● DIRECTION:
Output the rows that follow without changing any character.

+++ SUPPLIED RECORDS +++

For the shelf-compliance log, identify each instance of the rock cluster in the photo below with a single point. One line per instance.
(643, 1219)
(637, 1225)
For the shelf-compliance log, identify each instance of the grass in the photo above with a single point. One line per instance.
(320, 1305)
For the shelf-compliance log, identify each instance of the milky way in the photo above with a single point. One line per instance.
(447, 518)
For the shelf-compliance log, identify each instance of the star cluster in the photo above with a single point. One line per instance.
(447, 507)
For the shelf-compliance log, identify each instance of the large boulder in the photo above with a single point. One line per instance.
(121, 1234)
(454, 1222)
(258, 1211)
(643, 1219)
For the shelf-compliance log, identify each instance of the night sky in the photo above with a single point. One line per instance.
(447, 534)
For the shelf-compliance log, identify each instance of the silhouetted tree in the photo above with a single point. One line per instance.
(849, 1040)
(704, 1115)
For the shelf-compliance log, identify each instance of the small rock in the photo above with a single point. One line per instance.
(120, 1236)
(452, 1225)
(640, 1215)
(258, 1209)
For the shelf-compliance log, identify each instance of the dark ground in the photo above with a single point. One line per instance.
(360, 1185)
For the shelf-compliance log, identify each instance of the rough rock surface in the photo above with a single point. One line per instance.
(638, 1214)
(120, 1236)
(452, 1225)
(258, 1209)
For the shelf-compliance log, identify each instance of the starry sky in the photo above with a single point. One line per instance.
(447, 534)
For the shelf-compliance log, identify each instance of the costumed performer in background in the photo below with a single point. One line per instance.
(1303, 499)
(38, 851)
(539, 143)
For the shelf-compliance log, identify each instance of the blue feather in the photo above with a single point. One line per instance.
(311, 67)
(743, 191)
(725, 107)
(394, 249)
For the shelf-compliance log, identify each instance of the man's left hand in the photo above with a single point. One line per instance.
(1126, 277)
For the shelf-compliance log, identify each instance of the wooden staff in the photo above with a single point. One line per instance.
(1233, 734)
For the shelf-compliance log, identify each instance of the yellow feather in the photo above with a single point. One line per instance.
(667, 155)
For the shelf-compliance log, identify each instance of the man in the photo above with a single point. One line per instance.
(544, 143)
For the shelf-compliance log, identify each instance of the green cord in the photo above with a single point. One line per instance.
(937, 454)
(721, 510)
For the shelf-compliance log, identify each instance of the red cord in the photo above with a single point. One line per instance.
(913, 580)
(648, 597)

+++

● TASK RESULT:
For the shelf-compliance log, identify each instance of the rock cluster in the photo below with a single point. One line per instance.
(643, 1219)
(637, 1225)
For the shelf-compliance log, identify each instance of the grass in the photo above with a single point. One line per instance.
(320, 1305)
For the shelf-compliance log, identify each instance of the milky way in the photo above with a single point. One line per instance.
(447, 518)
For the shelf-compliance log, identify each instance of the star cluster in the photo above with a single point. One line per instance.
(447, 507)
For the shelf-compliance log, identify each instance of the large boulder in the photo above with a single point. One line per instance.
(121, 1234)
(454, 1222)
(258, 1211)
(643, 1219)
For the shelf-compliance log, identify each instance of the night sky in the photo above with a single point. One line per instance.
(447, 534)
For the shelf-compliance log, identify each instance of the silhouetted tree in the photo above with a single point. One line per instance.
(849, 1040)
(704, 1115)
For the shelf-compliance log, identify each instance of the small rock in the photo above with a single point. One line per instance.
(120, 1236)
(452, 1225)
(640, 1215)
(258, 1209)
For the shelf-compliance log, identify each instance of the dark ground in the photo above with a single point. One line per instance.
(360, 1185)
For the shelf-compliance log, identify each instance of the rough rock surface in the photo above with a single point. One line per instance.
(638, 1214)
(120, 1236)
(452, 1225)
(258, 1209)
For the shelf-compliance log, identify each instance of the starry sky in the photo above with a single point. One line per instance.
(447, 534)
For the shelf-compliance log, identify each instance of the costumed performer in background in the photo below with a single point. One line per instance.
(1303, 499)
(38, 851)
(539, 143)
For the shelf-compliance log, identify each instance of the blue feather in the photo above with a single point. One line per instance.
(311, 67)
(743, 191)
(725, 107)
(394, 249)
For the shelf-compliance log, identify each instance of the man's left hand in the photo above with a single point. One line per instance.
(1126, 277)
For the shelf-compliance log, identify each instance of the wooden staff in the photo above with a single point. One line per instance.
(1233, 734)
For the shelf-compliance log, identify each instance of the yellow feather in the photo above with a single point. One line per instance.
(667, 155)
For the shelf-compliance log, identify each instance of the man in the photo above with a single point. One line per instance.
(544, 143)
For the shelf-compliance log, identify each instance of the green cord in the photo above with a single point. One line per instance.
(937, 454)
(721, 510)
For the shelf-compliance log, identify each instance of the red cord in the photo above with a single point. One line per instance.
(913, 580)
(648, 597)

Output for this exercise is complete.